_Objective_
Swap "pixel coordinates" for "point coordinates" wherever it occurs in the items below, and write the items out again with everything else left as it is.

_Working data_
##############################

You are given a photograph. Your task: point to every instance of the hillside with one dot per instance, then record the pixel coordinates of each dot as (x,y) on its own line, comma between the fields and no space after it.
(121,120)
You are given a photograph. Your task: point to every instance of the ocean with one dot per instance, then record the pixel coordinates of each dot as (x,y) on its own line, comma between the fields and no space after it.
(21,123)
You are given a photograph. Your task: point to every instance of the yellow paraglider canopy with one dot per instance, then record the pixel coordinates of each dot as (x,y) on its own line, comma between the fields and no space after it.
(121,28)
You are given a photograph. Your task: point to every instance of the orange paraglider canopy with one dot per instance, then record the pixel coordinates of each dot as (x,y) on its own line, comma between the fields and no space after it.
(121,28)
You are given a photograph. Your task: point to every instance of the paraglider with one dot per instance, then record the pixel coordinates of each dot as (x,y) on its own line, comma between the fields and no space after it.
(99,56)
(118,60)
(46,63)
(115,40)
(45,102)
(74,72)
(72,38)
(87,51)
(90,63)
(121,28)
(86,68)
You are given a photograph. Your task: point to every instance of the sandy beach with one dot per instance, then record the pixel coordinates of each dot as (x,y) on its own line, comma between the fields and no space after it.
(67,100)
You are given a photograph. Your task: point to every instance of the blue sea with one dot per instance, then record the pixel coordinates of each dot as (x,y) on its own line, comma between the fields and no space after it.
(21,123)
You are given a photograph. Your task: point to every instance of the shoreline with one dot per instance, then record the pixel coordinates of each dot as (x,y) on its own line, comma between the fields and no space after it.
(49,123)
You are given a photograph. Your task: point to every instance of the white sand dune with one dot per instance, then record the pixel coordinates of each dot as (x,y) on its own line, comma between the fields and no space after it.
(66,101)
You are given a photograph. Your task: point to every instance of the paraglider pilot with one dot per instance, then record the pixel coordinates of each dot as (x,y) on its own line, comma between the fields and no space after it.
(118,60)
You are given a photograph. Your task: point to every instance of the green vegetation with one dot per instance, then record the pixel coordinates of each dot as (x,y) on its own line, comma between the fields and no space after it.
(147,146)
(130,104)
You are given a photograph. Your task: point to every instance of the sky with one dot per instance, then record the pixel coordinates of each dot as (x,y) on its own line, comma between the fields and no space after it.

##############################

_Worked solution_
You are given a photograph. Your task: point to every instance of the hillside with one dot per instance, then record the point coordinates of each dot as (x,y) on its own line, comma between the fields and no space after it.
(121,120)
You are given a photograph. Your task: point to every instance of the ocean with one dot per instance, then record the point coordinates of each dot as (x,y) on its own line, comma between the fields and no space after it.
(21,123)
You are given a photograph. Your task: point to every instance of the yellow paraglider canopy with one dot per instance, then record the point coordinates of each dot as (x,y) on its own line, comma between the fields and no space after it.
(121,28)
You are given a photograph. Your task: point to every instance of the orange paraglider canopy with one dot per instance, then record the point coordinates of each dot as (x,y) on its own line, comma between the fields and no space after it.
(121,28)
You are given a photograph. Your task: point to every instance of the paraglider with one dot per instance, then record the point coordinates of each dot as (x,y) on its own line, comma between the fields and no space after it.
(99,56)
(118,60)
(46,63)
(115,40)
(45,102)
(74,72)
(72,38)
(87,51)
(90,63)
(121,28)
(86,68)
You are given a photograph. Your task: point to every instance of the sandy beach with one dot per instance, then record the point coordinates of each dot as (x,y) on its own line, comma between the fields and no space after it.
(67,100)
You are given a photograph. Your task: point to every instance of the blue sea with one dot per instance, then record the point coordinates of each dot as (x,y) on its own line, comma between the fields and no space after it.
(21,123)
You are given a photograph. Your task: point to every instance of the shoreline with one dot per instance, then record the point coordinates of each dot as (x,y) on its own line, comma between the fields and no space after it.
(49,123)
You are given a photograph. Your task: point to every instance of the white sand dune with one dot per instance, then record the point coordinates of each dot as (x,y) on its own line, comma between the fields and no space after it.
(66,101)
You are given a photograph. Your task: point to every instance of the paraglider pilot with one dot per instance, then record the point coordinates of each dot as (x,y) on its own line, comma between the fields and no space after it.
(118,60)
You are given a photograph. Your task: point to every instance of the green vegetation with one dot per instance, then record the point coordinates of each dot as (x,y) on its own line, comma between the fields and no space after it.
(147,146)
(130,104)
You are given a photograph. Your task: point to every instance of the sky with one dot per instance, then record the point coordinates of each dot as (x,y) on its own line, comma between the fields and no space after it.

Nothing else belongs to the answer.